## EXERCISE
Return the following entries exactly, word for word.

## DATA EXTRACTS
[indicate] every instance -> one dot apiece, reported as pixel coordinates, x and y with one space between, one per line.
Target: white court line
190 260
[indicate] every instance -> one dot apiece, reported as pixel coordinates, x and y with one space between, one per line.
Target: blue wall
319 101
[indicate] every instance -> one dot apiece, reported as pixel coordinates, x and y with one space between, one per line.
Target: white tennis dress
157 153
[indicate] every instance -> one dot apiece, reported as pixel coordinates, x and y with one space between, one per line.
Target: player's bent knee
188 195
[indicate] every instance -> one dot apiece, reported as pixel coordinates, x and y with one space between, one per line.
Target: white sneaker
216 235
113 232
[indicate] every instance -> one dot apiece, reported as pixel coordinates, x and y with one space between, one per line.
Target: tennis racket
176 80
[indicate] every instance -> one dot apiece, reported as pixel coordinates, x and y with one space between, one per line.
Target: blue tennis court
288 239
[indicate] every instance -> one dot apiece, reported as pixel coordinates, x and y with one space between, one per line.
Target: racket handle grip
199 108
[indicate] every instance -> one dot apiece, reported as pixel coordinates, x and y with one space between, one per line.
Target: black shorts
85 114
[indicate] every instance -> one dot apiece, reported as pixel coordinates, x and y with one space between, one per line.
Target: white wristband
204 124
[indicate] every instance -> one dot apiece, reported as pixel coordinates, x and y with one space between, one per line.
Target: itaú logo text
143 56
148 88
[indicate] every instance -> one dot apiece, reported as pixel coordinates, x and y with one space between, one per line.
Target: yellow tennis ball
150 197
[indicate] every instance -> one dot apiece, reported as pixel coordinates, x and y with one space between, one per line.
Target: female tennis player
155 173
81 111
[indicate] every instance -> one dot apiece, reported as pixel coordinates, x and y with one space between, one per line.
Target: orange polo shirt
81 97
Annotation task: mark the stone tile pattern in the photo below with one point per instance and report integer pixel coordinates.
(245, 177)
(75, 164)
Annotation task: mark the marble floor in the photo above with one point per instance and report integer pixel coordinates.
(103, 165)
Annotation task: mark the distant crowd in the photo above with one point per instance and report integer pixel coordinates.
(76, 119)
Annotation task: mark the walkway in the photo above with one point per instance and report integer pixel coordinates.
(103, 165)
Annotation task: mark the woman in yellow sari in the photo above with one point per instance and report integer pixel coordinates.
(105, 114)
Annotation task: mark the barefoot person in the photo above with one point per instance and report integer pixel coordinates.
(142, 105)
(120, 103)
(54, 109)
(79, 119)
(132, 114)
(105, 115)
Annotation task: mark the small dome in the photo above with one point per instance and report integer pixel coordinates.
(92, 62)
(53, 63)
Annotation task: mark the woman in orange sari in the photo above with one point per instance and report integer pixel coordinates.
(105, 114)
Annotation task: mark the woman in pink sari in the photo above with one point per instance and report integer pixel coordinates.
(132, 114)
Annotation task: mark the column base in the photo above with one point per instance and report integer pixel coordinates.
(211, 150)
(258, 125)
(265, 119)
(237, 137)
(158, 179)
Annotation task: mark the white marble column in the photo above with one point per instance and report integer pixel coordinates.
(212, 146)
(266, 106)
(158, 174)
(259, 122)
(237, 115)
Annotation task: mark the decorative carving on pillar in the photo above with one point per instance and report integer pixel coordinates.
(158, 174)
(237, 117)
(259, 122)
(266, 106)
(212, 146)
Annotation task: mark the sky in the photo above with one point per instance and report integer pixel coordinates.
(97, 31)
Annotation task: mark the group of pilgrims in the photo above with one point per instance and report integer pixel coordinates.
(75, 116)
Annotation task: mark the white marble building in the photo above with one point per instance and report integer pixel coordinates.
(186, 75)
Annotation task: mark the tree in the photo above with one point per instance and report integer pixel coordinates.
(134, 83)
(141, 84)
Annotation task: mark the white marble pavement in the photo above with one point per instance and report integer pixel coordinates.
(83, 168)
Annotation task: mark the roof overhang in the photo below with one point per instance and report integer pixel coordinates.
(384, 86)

## EXERCISE OUTPUT
[indicate] every instance -> one dot apiece, reported as pixel coordinates, x and y with one space between, one per line.
Target: white court line
190 260
[indicate] every instance -> one dot apiece, reported as pixel coordinates, x and y with one space between, one per line.
Target: blue wall
319 101
[indicate] every instance -> one dot apiece, reported as pixel coordinates, x and y with one space between, one per line.
Target: white tennis dress
157 153
[indicate] every instance -> one dot apiece, reported as pixel coordinates, x and y with one space between, one per line.
Target: player's bent knee
188 195
[indicate] every instance -> one dot apiece, reported as pixel coordinates, x and y with one space between, one per line.
Target: white sneaker
216 235
113 232
[indicate] every instance -> one dot apiece, reported as pixel coordinates, x and y with one space between, one per line.
Target: tennis racket
176 80
[indicate] every instance -> one dot apiece, reported as pixel coordinates, x and y with one space between, one per line.
Target: blue tennis court
288 239
[indicate] every instance -> one dot apiece, reported as pixel coordinates, x and y with one space between, one per line.
Target: racket handle grip
199 108
[indicate] every instance -> one dot apiece, reported as pixel coordinates, x and y with one space between, one per line.
Target: black shorts
85 114
[indicate] every instance -> one dot apiece, reported as pixel coordinates, x and y with one space between, one per line.
Target: white wristband
204 124
[indicate] every instance -> one dot apiece, reported as pixel coordinates, x and y with one space between, one per line.
Target: itaú logo text
143 56
148 88
[indicate] every instance -> one dot apiece, reported as pixel coordinates, x and y with one space between, one per line.
Target: yellow tennis ball
150 197
[indicate] every instance -> one dot apiece, reported as pixel coordinates, x and y with one space between, one per line.
Target: female tennis player
155 173
81 111
[indicate] every instance -> one dot apiece, reported as pixel coordinates, x and y with one space between, one per line.
Target: orange polo shirt
81 97
Annotation task: mark the stone tile pattern in the photo below with one point per instance and report integer pixel coordinates.
(245, 177)
(75, 164)
Annotation task: mark the marble floor in the photo above with one point per instance and report integer pixel coordinates.
(103, 165)
Annotation task: mark the distant crowd in the photo above with one point per instance and report integer pixel coordinates.
(76, 119)
Annotation task: mark the walkway in the photo above with one point per instance and report integer pixel coordinates.
(103, 165)
Annotation task: mark the woman in yellow sari in the photo above with one point per instance and report integer pixel coordinates.
(105, 114)
Annotation task: mark the barefoot person in the photo above with one point per instance and report integer pixel coordinates.
(142, 105)
(120, 103)
(54, 109)
(79, 119)
(132, 114)
(105, 115)
Annotation task: mark the small dome in the photo above with one point per instance and report integer pixel coordinates.
(92, 62)
(53, 63)
Annotation task: mark the woman in orange sari in the photo above with one point per instance and report integer pixel coordinates.
(105, 114)
Annotation task: mark the woman in pink sari in the photo above with one point per instance and report integer pixel coordinates.
(132, 114)
Annotation task: mark the column base in the photo above with one point per instance and report integer pixel coordinates.
(211, 150)
(258, 125)
(265, 119)
(237, 137)
(158, 179)
Annotation task: mark the white marble column in the photo above with one point per instance and report integer pixel coordinates.
(212, 146)
(266, 106)
(158, 174)
(259, 122)
(237, 115)
Annotation task: mark the decorative carving on pillar in the photo above with one point per instance and report integer pixel coordinates.
(158, 174)
(237, 117)
(259, 122)
(266, 106)
(212, 146)
Annotation task: mark the sky in the photo above with one point per instance and report integer pixel coordinates.
(97, 31)
Annotation task: mark the group of pilgrims in the photo above with one point per instance and report integer pixel coordinates.
(75, 116)
Annotation task: mark the white marble building in the photo above with one point per instance and report integer pixel coordinates.
(186, 75)
Annotation task: mark the tree in the photo above with one point per instance and report integer pixel coordinates.
(134, 83)
(141, 84)
Annotation task: mark the white marble pavement in the photo above with one point per instance and report integer pixel coordinates.
(83, 168)
Annotation task: mark the roof overhang in the photo below with one point per instance and report integer pixel coordinates.
(384, 86)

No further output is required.